● Activity:
Filter the entries for lines with the word "below".
** Opening Material for this task block **
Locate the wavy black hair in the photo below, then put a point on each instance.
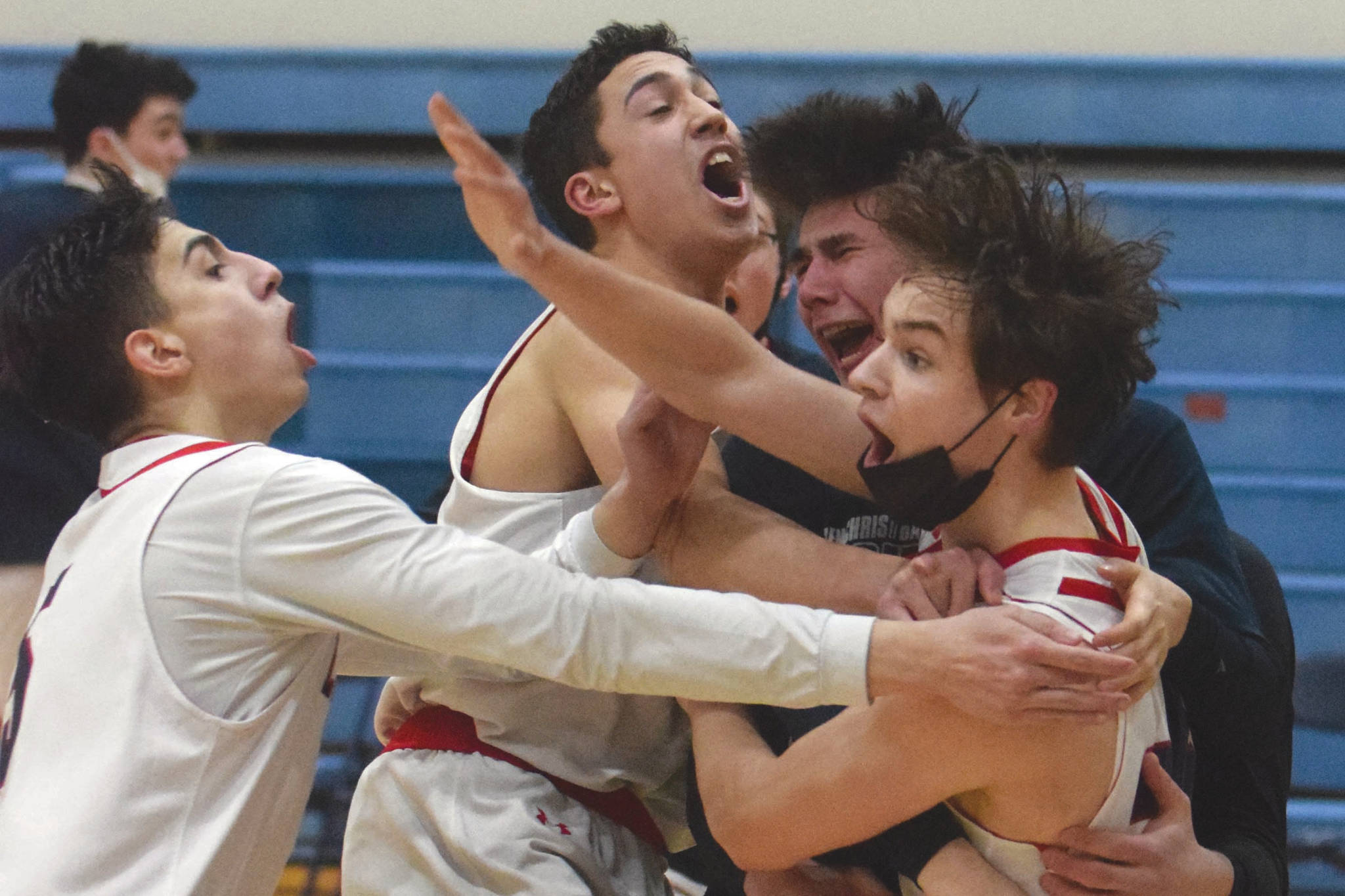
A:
** Closing Material for this task block **
** Opening Material for this task block **
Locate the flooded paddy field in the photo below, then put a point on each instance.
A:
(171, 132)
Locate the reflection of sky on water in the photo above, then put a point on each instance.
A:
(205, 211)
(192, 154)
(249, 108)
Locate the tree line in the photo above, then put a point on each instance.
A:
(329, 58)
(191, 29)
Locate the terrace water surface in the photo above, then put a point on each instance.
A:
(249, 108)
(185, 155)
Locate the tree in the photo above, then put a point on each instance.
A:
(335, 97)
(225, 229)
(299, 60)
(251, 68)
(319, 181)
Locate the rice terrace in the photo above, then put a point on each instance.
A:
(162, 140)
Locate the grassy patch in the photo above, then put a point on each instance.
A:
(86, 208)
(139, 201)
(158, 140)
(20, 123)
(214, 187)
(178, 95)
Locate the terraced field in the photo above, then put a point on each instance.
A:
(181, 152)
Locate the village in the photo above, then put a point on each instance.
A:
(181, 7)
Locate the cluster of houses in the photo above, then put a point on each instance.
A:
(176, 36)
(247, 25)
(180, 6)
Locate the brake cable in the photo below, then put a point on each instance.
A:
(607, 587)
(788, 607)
** Closing Material for this task block **
● Solution to the exercise:
Locate the wavy black hair in the photo below, then put a point on each instance.
Locate the flooded paddy field in the photo below, then put a point on each instance.
Locate the brake cable in the photo below, then put a point on each instance.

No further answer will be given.